[Items from a data source]
========================

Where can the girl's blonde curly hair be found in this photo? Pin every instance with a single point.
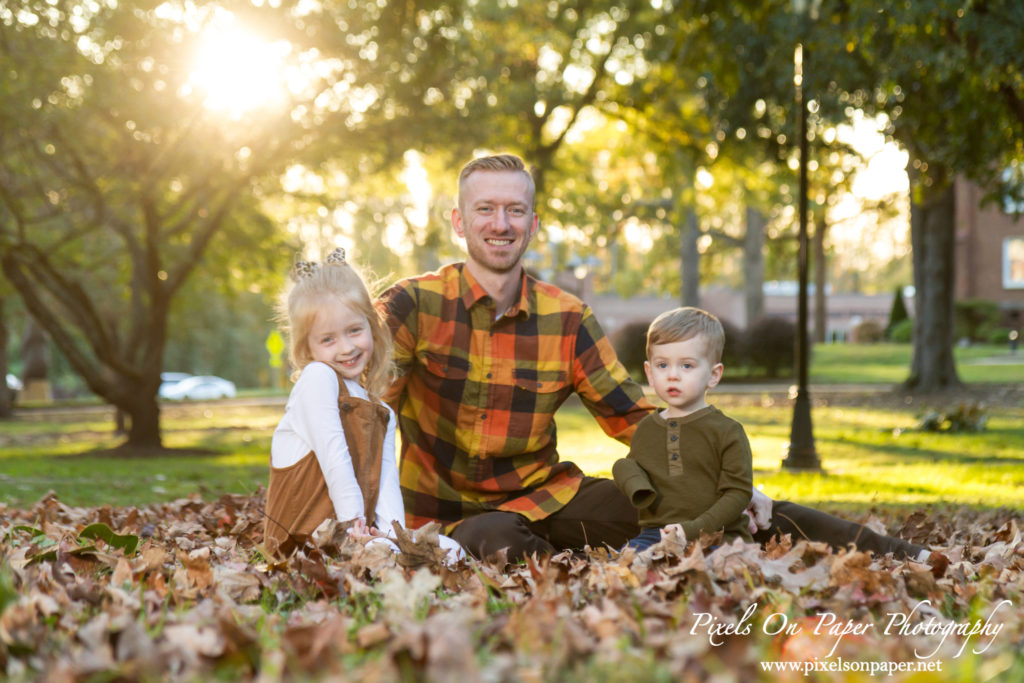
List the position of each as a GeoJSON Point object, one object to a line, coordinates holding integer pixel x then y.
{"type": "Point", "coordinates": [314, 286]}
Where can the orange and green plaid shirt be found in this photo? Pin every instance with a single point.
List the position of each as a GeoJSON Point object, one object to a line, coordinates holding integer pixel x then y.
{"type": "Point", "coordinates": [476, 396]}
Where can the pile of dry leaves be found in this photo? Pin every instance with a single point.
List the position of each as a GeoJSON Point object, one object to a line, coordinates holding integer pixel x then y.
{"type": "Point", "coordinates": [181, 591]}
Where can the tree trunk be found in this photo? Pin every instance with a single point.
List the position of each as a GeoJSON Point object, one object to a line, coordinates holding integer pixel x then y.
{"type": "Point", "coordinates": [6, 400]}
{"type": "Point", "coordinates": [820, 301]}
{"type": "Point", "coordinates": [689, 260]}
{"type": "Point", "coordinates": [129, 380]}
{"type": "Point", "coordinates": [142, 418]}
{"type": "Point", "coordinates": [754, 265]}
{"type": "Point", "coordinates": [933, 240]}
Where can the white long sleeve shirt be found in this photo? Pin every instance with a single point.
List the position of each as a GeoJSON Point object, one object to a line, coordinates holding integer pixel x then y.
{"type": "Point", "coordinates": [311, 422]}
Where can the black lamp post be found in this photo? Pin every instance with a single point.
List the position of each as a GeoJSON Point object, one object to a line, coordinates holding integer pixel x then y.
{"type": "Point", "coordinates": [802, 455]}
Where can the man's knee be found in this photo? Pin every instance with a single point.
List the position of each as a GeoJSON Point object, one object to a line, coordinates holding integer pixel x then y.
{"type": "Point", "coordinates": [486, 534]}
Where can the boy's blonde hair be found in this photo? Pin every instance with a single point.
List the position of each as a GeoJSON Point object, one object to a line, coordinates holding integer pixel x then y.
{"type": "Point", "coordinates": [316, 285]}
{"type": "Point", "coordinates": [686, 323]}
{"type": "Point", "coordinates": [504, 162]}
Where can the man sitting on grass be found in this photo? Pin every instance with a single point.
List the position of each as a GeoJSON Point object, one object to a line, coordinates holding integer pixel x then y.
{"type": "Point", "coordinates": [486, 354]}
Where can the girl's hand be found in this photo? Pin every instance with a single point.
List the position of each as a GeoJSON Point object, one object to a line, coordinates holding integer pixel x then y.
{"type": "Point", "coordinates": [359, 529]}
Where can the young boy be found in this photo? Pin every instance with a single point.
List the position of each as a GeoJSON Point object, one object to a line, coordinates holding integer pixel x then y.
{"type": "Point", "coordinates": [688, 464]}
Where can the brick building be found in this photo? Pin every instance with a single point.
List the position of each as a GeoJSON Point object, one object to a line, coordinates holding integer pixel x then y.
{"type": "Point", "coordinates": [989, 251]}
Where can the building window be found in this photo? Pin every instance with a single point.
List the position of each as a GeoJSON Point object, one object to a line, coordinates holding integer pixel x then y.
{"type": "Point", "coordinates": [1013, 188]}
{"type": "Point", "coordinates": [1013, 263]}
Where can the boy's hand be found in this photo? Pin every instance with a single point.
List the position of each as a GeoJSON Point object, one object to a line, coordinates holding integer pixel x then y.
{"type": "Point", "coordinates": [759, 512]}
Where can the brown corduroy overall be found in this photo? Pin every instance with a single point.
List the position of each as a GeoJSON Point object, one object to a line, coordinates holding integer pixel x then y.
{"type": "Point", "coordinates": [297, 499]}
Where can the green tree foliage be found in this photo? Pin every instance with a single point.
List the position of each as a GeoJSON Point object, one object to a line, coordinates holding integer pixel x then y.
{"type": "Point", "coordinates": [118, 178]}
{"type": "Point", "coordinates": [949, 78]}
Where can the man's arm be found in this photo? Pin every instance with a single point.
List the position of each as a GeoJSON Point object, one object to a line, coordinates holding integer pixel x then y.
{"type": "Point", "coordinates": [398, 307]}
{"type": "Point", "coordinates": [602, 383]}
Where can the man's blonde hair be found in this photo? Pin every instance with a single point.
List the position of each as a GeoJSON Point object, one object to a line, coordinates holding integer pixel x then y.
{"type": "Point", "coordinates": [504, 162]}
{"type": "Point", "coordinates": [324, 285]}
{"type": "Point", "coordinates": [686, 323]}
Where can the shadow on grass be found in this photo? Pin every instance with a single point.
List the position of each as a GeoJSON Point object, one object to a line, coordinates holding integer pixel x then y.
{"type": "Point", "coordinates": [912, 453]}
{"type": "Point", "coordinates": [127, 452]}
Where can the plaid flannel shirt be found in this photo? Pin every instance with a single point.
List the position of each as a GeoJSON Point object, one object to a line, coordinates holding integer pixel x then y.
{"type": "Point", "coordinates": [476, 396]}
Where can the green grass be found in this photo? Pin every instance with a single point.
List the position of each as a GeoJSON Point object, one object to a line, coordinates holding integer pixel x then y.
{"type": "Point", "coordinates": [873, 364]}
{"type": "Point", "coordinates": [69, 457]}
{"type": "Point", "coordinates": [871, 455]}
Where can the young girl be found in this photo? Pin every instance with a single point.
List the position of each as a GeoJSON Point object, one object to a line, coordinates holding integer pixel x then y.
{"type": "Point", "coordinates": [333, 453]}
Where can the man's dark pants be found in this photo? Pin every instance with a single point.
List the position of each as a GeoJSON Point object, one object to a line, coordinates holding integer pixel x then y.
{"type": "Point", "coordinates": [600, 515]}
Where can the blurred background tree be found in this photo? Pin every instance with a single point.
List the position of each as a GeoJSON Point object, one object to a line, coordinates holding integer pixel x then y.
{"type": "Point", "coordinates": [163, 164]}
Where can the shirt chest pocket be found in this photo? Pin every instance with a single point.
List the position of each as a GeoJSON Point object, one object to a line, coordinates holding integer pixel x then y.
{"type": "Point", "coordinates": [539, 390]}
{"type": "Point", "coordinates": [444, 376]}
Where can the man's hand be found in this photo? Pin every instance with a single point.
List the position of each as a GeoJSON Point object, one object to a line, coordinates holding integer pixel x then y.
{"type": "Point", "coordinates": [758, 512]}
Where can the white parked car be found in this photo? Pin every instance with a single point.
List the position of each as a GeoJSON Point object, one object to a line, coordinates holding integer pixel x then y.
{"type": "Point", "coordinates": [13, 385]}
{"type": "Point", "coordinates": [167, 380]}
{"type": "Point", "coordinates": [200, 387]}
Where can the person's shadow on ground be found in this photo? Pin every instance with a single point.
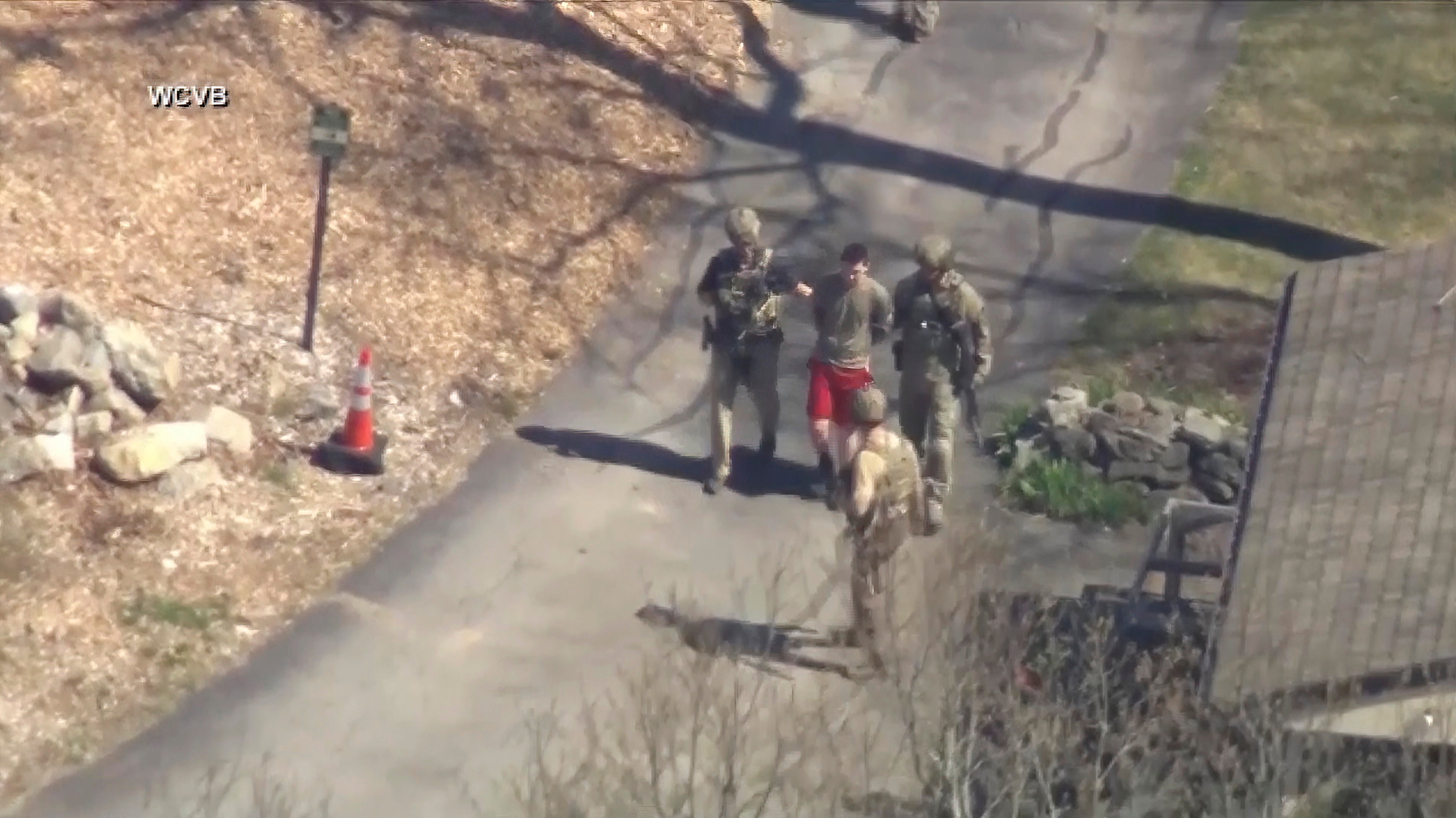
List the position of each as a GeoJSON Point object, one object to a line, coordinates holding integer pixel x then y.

========================

#### Written problem:
Restate the entire listing word for word, excluding pictures.

#### Reply to the exercise:
Where can the girl's blonde curly hair be found in this photo? Pin every instance with a single point.
List the position of each as a GeoJSON Point object, one object to a line, coordinates holding integer pixel x then y.
{"type": "Point", "coordinates": [314, 286]}
Where can the orange and green plaid shirt be found in this photo? Pin every instance with a single point.
List the position of each as a GeoJSON Point object, one object to a line, coordinates holding integer pixel x then y.
{"type": "Point", "coordinates": [476, 396]}
Where can the pile of dry leaves be found in this photo? Pin every instance with a single point.
List the position of each as a GeoJSON Point object, one object to a line, coordinates holding integer pixel x then y.
{"type": "Point", "coordinates": [181, 591]}
Where can the tree trunk be found in this photo? Pin every instance with a single point.
List the position of each as a GeoJSON Point object, one object to a line, coordinates holding integer pixel x then y.
{"type": "Point", "coordinates": [6, 400]}
{"type": "Point", "coordinates": [820, 301]}
{"type": "Point", "coordinates": [689, 260]}
{"type": "Point", "coordinates": [129, 380]}
{"type": "Point", "coordinates": [142, 418]}
{"type": "Point", "coordinates": [754, 265]}
{"type": "Point", "coordinates": [933, 240]}
Where can the white long sleeve shirt be found in this photo? Pin every instance with a single point.
List the position of each as a GeoJSON Point object, one object to a line, coordinates holding integer pixel x then y.
{"type": "Point", "coordinates": [311, 422]}
Where can the black lamp post be found in this photo? Pin every instance with a single point.
List the position of each as a GeoJSON Point object, one object to a line, coordinates holding integer pixel x then y.
{"type": "Point", "coordinates": [802, 455]}
Where can the man's knee be found in this photo? Pin every instance with a single point.
List the position of each as a GeoJSON Point object, one object to a line, coordinates holding integer pixel x then y.
{"type": "Point", "coordinates": [486, 534]}
Where can the boy's blonde hair be found in this photo? Pin every instance with a single point.
List the position of each as a GeoJSON Point object, one object to a line, coordinates holding integer pixel x then y.
{"type": "Point", "coordinates": [316, 285]}
{"type": "Point", "coordinates": [686, 323]}
{"type": "Point", "coordinates": [504, 162]}
Where can the man sitting on grass be found in this photo? Pin every instance with a single point.
List the position of each as a GeoJSON Point object, one object to a line, coordinates holding integer pixel x then y.
{"type": "Point", "coordinates": [486, 354]}
Where can the girl's hand be found in this photo? Pin every instance with a single point.
List the position of each as a GeoJSON Point object, one object to a line, coordinates holding integer pixel x then y.
{"type": "Point", "coordinates": [359, 529]}
Where can the young boy be found in this photo? Pin every instance with a single point.
List the position of each as a GeoJSON Point object, one object to a line, coordinates holding integer pixel x then y.
{"type": "Point", "coordinates": [688, 464]}
Where can the brick building be found in this photo? Pin every instance with a single point.
List the position of each as a GeoJSON Point object, one object to a line, coordinates holding integer pixel x then y.
{"type": "Point", "coordinates": [989, 251]}
Where can the building window be found in this photo? Pin every instance with a single point.
List the position of each as a GeoJSON Point object, one object to a line, coordinates holding integer pixel x then y.
{"type": "Point", "coordinates": [1013, 188]}
{"type": "Point", "coordinates": [1013, 263]}
Where can the boy's hand be found in this photo? Pin every instance with a single point.
List the position of each as a GeoJSON Point object, one object to a line, coordinates holding integer pixel x then y.
{"type": "Point", "coordinates": [759, 512]}
Where can the brown corduroy overall be found in this photo? Pin every instance with a single point.
List the position of each as a GeoJSON Point object, one object to a line, coordinates holding integer pixel x then y.
{"type": "Point", "coordinates": [297, 499]}
Where can the green tree foliage be found in this photo? Pin every instance with a single point.
List the position of each as a GeoJSON Point object, one object to a line, coordinates holding integer pixel x then y.
{"type": "Point", "coordinates": [118, 178]}
{"type": "Point", "coordinates": [949, 78]}
Where can the man's arm be found in this photo? Pin every instance with a single point.
List the position of each as a GeoJSON Point object, one object to a line, coordinates holding integer pixel x then y.
{"type": "Point", "coordinates": [398, 307]}
{"type": "Point", "coordinates": [602, 383]}
Where can the man's blonde hair be found in this photo? Pin every instance with a single point.
List the position of each as a GeoJSON Point object, one object to a line, coordinates holding integer pixel x then y.
{"type": "Point", "coordinates": [504, 162]}
{"type": "Point", "coordinates": [324, 285]}
{"type": "Point", "coordinates": [686, 323]}
Where can the shadow on grass be found in this photo? Pin every instance with a single point.
List the position of each as a GeoJSON Point object, one object to a line, coordinates holding integer pixel x then y.
{"type": "Point", "coordinates": [912, 453]}
{"type": "Point", "coordinates": [127, 452]}
Where can the plaid flannel shirt be found in this photo? Pin every instance with a single point.
List the position of each as a GeoJSON Point object, one object to a line, coordinates holding integer pixel x then y.
{"type": "Point", "coordinates": [476, 396]}
Where can the green grass be found in this photo? Pin every instance with a single point.
List the position of each as a GeoJSON Point object, one object to a line, coordinates holding integer pixel x then y.
{"type": "Point", "coordinates": [873, 364]}
{"type": "Point", "coordinates": [69, 457]}
{"type": "Point", "coordinates": [871, 455]}
Where can the young girl be found in this photo? Pin every instance with a single point.
List the position of each as a GeoJSON Point object, one object to a line, coordinates holding integer pixel x then y.
{"type": "Point", "coordinates": [333, 453]}
Where can the man's dark pants be found in this photo? Pin every instance with a single point.
List the position of each as a GeoJSON Point object, one object to a line, coordinates holding integer pixel x then y.
{"type": "Point", "coordinates": [600, 515]}
Where can the blurred background tree be found in this photo? Pin every instance with a single point.
List the position of each as a GeoJSON Point object, one object to a line, coordinates holding integer pixel x then y.
{"type": "Point", "coordinates": [163, 164]}
Where can the shirt chest pocket be found in this photo? Pin every instance with a single point.
List the position of each as a GeoJSON Point object, one object to a line, coordinates holding integer pixel x then y.
{"type": "Point", "coordinates": [539, 390]}
{"type": "Point", "coordinates": [444, 376]}
Where can the man's hand be found in this photo? Pin every instance with a single point.
List the position of each as a GeoJSON Point object, one object to a line, coordinates holding integer pixel x then y.
{"type": "Point", "coordinates": [758, 512]}
Where can the white parked car be found in this photo? Pin every instance with a single point.
List the position of each as a GeoJSON Point object, one object to a line, coordinates holding integer pixel x then y.
{"type": "Point", "coordinates": [13, 385]}
{"type": "Point", "coordinates": [167, 380]}
{"type": "Point", "coordinates": [200, 387]}
Where can the person's shadow on ground be found in this photo? Pin every instance with a single point.
List the position of each as a GeoJSON Point object, one object to a line, coordinates holding integer pixel x then y.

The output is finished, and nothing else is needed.